(Source data)
## begin

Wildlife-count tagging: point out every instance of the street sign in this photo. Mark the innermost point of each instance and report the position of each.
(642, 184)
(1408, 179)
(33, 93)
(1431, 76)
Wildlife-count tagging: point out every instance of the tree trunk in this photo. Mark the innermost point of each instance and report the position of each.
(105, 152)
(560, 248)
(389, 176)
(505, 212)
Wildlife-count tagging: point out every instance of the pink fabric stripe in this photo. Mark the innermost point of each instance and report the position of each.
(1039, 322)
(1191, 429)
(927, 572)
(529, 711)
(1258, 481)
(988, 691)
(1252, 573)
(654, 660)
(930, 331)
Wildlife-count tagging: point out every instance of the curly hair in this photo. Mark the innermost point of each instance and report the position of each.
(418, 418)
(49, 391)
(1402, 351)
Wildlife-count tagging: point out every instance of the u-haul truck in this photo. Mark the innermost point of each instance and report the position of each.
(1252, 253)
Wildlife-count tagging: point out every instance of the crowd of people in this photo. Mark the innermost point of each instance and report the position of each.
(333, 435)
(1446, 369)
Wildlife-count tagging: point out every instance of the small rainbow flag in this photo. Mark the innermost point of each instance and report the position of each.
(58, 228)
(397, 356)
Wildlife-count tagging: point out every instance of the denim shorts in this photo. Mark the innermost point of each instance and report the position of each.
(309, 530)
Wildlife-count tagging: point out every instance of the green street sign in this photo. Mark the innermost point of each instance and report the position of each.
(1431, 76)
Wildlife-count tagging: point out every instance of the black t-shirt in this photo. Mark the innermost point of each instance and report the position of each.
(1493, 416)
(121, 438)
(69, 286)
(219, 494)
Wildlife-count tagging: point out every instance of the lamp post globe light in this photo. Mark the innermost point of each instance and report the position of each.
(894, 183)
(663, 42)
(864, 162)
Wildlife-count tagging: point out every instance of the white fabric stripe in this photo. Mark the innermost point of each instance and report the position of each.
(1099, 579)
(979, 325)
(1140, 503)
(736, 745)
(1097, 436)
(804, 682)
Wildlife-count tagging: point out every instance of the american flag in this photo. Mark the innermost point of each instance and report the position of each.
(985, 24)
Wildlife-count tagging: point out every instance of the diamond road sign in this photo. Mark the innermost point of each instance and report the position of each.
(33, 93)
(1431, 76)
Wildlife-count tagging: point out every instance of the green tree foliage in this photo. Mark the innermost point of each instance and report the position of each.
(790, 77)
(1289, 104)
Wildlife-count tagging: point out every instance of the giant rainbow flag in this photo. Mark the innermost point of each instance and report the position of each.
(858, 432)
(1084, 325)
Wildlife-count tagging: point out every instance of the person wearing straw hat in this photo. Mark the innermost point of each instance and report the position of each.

## end

[Problem to work on]: Reproduce the source data above, substituting "central point" for every occurrence of "innermost point" and leaving everything else untouched.

[Answer in full]:
Wildlife-count tagging: point out every instance of the street sign in this photo. Mark the central point of each instance and report the position of each.
(642, 184)
(1408, 179)
(33, 93)
(1431, 76)
Wildlife-count tagging: point out every instance of the tree trunk in this photo. Mark the central point of each instance and report the position of each.
(105, 152)
(560, 248)
(389, 176)
(505, 212)
Wildlife-count tagging: point out every instance of the pink fabric stripe in this photo. Mark the central point of each instance and report the position of each.
(1039, 322)
(1191, 429)
(927, 572)
(529, 711)
(1258, 481)
(988, 691)
(1252, 573)
(654, 660)
(930, 331)
Wildlife-count tagging: point out every instance of the curly hair in this photo. Mark the central point of each instance and report the position of each.
(418, 418)
(49, 391)
(1402, 351)
Wildlife-count tagging: point out every instance of the u-haul truck in this photo. Mark the central point of each instance and report the position of each.
(1252, 253)
Wildlife-count tagging: point out every instance of the crowd of people in this photo. Mark the central point of each instance and report the position of each.
(333, 435)
(1446, 369)
Wildlife-count tagging: point out every instance of the small rainbow flag in this photo. Mark the central point of each instance and report the position of each.
(58, 228)
(397, 356)
Wildlife-count tagging: point out every instance of the denim shorts in this photo. Mark the central point of each instance and report the position of each.
(309, 530)
Wildlife-count tagging: point out every instance of the green street sign in this photo. Mark the central point of each instance and report the position of each.
(1431, 76)
Wildlife-count tagging: point out every instance of the black t-shirt in this photo. Mark the central point of each instance and report the position of each.
(1493, 416)
(121, 438)
(69, 286)
(219, 494)
Wildlife-count tagging: point out every instance of the lamp post globe light in this photo. Mark the central point of each instance and report the position of each.
(894, 183)
(663, 42)
(864, 162)
Wildlife-count tagging: point out every instance of the white fabric stripe in this photo. Mark the central point of each instance and report the position of each.
(1099, 579)
(979, 325)
(1140, 503)
(736, 745)
(1097, 436)
(804, 682)
Wildlife-count tagging: point out every instance of the american flag in this photo. Mark the central point of each instance and report the position of each.
(985, 24)
Wildlife-count tagging: point out every instance of the diamond road sign in this photo. Mark the central point of each instance and report the position of each.
(33, 93)
(1431, 76)
Wildlife-count tagging: point out every instance of the green tree foliage in this photo. Mark the central point of each instance and report the position of each.
(790, 77)
(1289, 104)
Wildlife-count tagging: point out every instance of the giant rainbow flag in this photo. Mark the central point of each instance and report the position of each.
(858, 432)
(1084, 325)
Wildlife-count tagging: point out every instance of the person wearing straw hat in this photo. Mark the central point of each instance and report the position of each.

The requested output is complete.